** START Provided data **

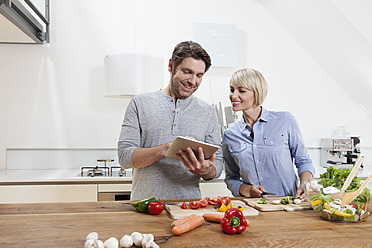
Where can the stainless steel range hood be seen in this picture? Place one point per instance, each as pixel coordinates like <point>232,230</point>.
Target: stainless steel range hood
<point>21,22</point>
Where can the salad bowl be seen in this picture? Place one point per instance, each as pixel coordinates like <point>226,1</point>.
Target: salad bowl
<point>320,198</point>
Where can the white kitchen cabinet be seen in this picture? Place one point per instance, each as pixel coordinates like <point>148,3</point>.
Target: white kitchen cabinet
<point>48,193</point>
<point>214,189</point>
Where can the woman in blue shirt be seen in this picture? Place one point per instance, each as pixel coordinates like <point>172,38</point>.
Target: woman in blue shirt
<point>260,149</point>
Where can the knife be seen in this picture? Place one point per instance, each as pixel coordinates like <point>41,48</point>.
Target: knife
<point>267,193</point>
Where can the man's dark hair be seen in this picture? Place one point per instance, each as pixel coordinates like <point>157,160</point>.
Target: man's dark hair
<point>190,49</point>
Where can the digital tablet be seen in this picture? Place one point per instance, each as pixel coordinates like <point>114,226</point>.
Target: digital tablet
<point>180,143</point>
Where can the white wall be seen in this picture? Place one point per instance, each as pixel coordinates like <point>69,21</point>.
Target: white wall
<point>51,95</point>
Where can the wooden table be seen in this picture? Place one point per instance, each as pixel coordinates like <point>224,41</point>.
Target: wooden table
<point>67,224</point>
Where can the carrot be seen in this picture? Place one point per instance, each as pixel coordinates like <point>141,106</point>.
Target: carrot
<point>212,217</point>
<point>189,225</point>
<point>182,220</point>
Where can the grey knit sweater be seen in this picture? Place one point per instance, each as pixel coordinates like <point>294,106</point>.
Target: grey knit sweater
<point>153,119</point>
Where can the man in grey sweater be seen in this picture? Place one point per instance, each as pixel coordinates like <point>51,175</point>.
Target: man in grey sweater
<point>153,120</point>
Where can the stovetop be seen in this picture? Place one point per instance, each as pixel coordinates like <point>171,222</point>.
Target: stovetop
<point>104,171</point>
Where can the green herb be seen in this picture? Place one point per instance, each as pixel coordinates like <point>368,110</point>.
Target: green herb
<point>286,200</point>
<point>262,201</point>
<point>337,177</point>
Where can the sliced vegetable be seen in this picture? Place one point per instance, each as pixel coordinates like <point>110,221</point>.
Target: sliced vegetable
<point>354,205</point>
<point>204,202</point>
<point>339,213</point>
<point>142,205</point>
<point>316,202</point>
<point>213,217</point>
<point>262,201</point>
<point>285,200</point>
<point>233,221</point>
<point>195,204</point>
<point>213,201</point>
<point>189,225</point>
<point>223,200</point>
<point>183,220</point>
<point>155,207</point>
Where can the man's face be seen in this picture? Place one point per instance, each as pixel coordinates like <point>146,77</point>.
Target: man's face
<point>186,77</point>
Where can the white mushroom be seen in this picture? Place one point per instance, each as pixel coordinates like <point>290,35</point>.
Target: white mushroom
<point>89,243</point>
<point>147,238</point>
<point>111,243</point>
<point>126,241</point>
<point>151,244</point>
<point>92,236</point>
<point>98,244</point>
<point>137,238</point>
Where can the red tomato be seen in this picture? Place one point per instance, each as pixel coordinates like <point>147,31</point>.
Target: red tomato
<point>354,205</point>
<point>184,206</point>
<point>195,204</point>
<point>223,200</point>
<point>213,201</point>
<point>204,202</point>
<point>156,207</point>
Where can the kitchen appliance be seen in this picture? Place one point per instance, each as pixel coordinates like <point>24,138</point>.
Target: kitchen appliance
<point>339,152</point>
<point>104,170</point>
<point>109,191</point>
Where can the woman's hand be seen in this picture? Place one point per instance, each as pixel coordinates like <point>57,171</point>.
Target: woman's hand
<point>251,190</point>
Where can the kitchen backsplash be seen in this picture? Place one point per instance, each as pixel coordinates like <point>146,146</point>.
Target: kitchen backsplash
<point>57,158</point>
<point>74,158</point>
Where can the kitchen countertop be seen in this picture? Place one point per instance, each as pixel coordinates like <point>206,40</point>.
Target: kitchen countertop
<point>68,176</point>
<point>67,225</point>
<point>57,176</point>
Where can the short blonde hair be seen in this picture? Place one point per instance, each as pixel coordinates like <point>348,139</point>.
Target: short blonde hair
<point>252,80</point>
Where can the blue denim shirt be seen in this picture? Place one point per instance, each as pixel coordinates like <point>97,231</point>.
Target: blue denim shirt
<point>266,160</point>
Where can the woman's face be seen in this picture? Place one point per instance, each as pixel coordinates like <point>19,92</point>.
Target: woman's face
<point>241,98</point>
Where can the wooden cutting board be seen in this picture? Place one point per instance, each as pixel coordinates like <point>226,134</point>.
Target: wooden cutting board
<point>176,212</point>
<point>276,207</point>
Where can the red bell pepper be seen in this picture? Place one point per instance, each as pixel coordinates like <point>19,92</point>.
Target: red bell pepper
<point>233,221</point>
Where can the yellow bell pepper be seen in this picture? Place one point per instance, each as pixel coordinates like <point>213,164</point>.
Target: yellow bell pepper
<point>339,213</point>
<point>326,206</point>
<point>316,202</point>
<point>223,208</point>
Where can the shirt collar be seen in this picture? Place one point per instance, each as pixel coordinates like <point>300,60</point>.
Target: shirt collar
<point>263,117</point>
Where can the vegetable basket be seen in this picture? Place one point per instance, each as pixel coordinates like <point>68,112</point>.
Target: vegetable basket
<point>332,210</point>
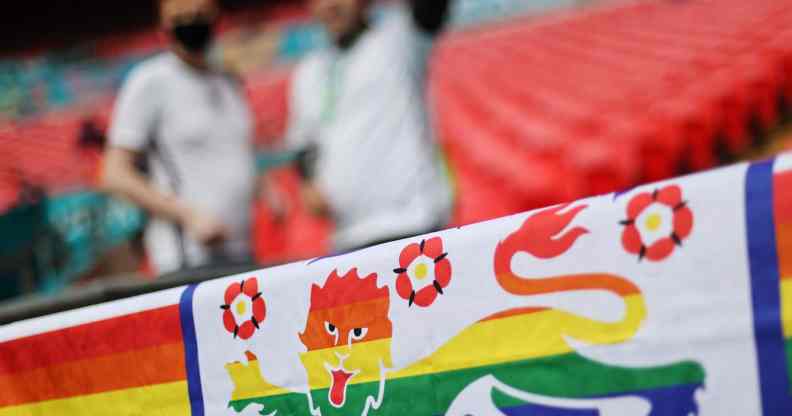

** END Provided data **

■ Requirement
Please turn all the rows above into a numbered list, leaving out any blank lines. Keep the pictures out of your answer.

■ Solution to the problem
1. Where can the stainless steel range hood be seen in this picture? Place one point per instance, each as pixel coordinates like <point>232,230</point>.
2. Target: stainless steel range hood
3. <point>21,22</point>
4. Where can the salad bowl be seen in this picture? Place one point per instance, each as pixel coordinates like <point>226,1</point>.
5. Target: salad bowl
6. <point>320,198</point>
7. Where can the white kitchen cabinet be seen in this picture? Place one point per instance, each as pixel coordinates like <point>148,3</point>.
8. Target: white kitchen cabinet
9. <point>48,193</point>
10. <point>214,189</point>
11. Where can the woman in blue shirt be seen in this picture? Place one point per instance, each as pixel coordinates like <point>172,38</point>.
12. Target: woman in blue shirt
13. <point>260,149</point>
14. Where can the knife be seen in this picture? Place one point per instance, each as pixel coordinates like <point>41,48</point>.
15. Target: knife
16. <point>267,193</point>
17. Where can the man's dark hair be seen in this picture? Place one point per instance, each as pixel coordinates like <point>157,160</point>.
18. Target: man's dark hair
19. <point>190,49</point>
20. Where can the digital tablet be seen in this picture? Place one point per instance, each as pixel coordinates like <point>114,226</point>.
21. Target: digital tablet
22. <point>180,143</point>
23. Where can the white wall be seen in this picture? Place one point per instance, each as pixel coordinates like <point>69,21</point>.
24. Target: white wall
25. <point>51,95</point>
26. Where can the wooden table be seen in this picture? Place one point per instance, each as pixel coordinates like <point>224,41</point>.
27. Target: wooden table
28. <point>67,224</point>
29. Where can the carrot be seen in this picture? Place one point per instance, each as pixel coordinates like <point>141,106</point>.
30. Target: carrot
31. <point>212,217</point>
32. <point>189,225</point>
33. <point>182,220</point>
34. Where can the grey knit sweater be seen in this picture? Place one point per instance, each as pixel coordinates like <point>294,106</point>.
35. Target: grey knit sweater
36. <point>153,119</point>
37. Where can the man in grey sweater be seen in this picture? Place one point per instance, each as pixel coordinates like <point>51,175</point>.
38. Target: man in grey sweater
39. <point>153,120</point>
40. Where can the stovetop be seen in this picture? Place one point per instance, each as pixel coordinates like <point>171,222</point>.
41. Target: stovetop
42. <point>104,171</point>
43. Where can the green herb be seen in this picture? Place one point per instance, each as pixel coordinates like <point>368,110</point>.
44. Target: green herb
45. <point>286,200</point>
46. <point>262,201</point>
47. <point>337,177</point>
48. Where can the sliced vegetable be seen in this picture? Place one point per instance, each as pixel coordinates like <point>110,221</point>.
49. Target: sliced vegetable
50. <point>354,205</point>
51. <point>204,202</point>
52. <point>339,213</point>
53. <point>142,205</point>
54. <point>316,202</point>
55. <point>213,217</point>
56. <point>262,201</point>
57. <point>285,200</point>
58. <point>233,221</point>
59. <point>195,204</point>
60. <point>213,201</point>
61. <point>189,225</point>
62. <point>223,200</point>
63. <point>183,220</point>
64. <point>155,207</point>
65. Where can the man's face be seen in this picture? Place one point per instance, each as pixel coordinates like <point>146,77</point>.
66. Target: man's face
67. <point>186,77</point>
68. Where can the white mushroom be seen in this picture? Place one point per instance, each as pixel coordinates like <point>290,35</point>.
69. Target: white mushroom
70. <point>89,243</point>
71. <point>147,238</point>
72. <point>111,243</point>
73. <point>126,241</point>
74. <point>151,244</point>
75. <point>92,236</point>
76. <point>98,244</point>
77. <point>137,238</point>
78. Where can the red tomato be seen in this picture? Place one point per instance, each as pixel coordinates like <point>147,31</point>.
79. Target: red tomato
80. <point>354,205</point>
81. <point>184,206</point>
82. <point>195,204</point>
83. <point>223,200</point>
84. <point>213,201</point>
85. <point>204,202</point>
86. <point>156,207</point>
87. Where can the kitchen appliance be seen in this picture? Place one point per instance, each as pixel coordinates like <point>24,138</point>.
88. Target: kitchen appliance
89. <point>339,152</point>
90. <point>104,170</point>
91. <point>109,191</point>
92. Where can the woman's hand be seen in this picture? Place one point per instance, each as pixel coordinates like <point>57,171</point>.
93. Target: woman's hand
94. <point>251,190</point>
95. Where can the kitchen backsplash be seen in this picture? Place one point per instance, each as pixel coordinates like <point>146,146</point>.
96. Target: kitchen backsplash
97. <point>57,158</point>
98. <point>74,158</point>
99. Where can the kitchen countertop be seen in this picture? Place one point per instance, each as pixel coordinates like <point>206,40</point>.
100. Target: kitchen countertop
101. <point>68,176</point>
102. <point>67,225</point>
103. <point>57,176</point>
104. Where can the short blonde hair be seen in this picture? Place one point per instance, each as pixel coordinates like <point>348,139</point>.
105. Target: short blonde hair
106. <point>252,80</point>
107. Where can the blue denim shirt be seen in this picture? Place one point per instance, each as pixel coordinates like <point>97,231</point>.
108. Target: blue denim shirt
109. <point>266,160</point>
110. Where can the woman's face be seen in this picture? Place one point per instance, each as pixel coordinates like <point>19,92</point>.
111. Target: woman's face
112. <point>241,98</point>
113. Where can the wooden cutting board be seen in this picture? Place one point per instance, each as pixel coordinates like <point>226,134</point>.
114. Target: wooden cutting board
115. <point>176,212</point>
116. <point>276,207</point>
117. Where can the red bell pepper be seen in this picture? Place one point per instance, each as pixel coordinates like <point>19,92</point>.
118. Target: red bell pepper
119. <point>233,221</point>
120. Where can the yellow bell pepper be seen in this picture? Place one point per instance, each as pixel coordinates like <point>213,164</point>.
121. Target: yellow bell pepper
122. <point>339,213</point>
123. <point>326,206</point>
124. <point>316,202</point>
125. <point>223,208</point>
126. Where can the shirt collar be seen in this picture? Place one point per instance, each as pixel coordinates like <point>300,60</point>.
127. Target: shirt collar
128. <point>263,117</point>
129. Where can the vegetable basket be seen in this picture? Place one point per instance, each as pixel coordinates like <point>68,112</point>.
130. Target: vegetable basket
131. <point>332,210</point>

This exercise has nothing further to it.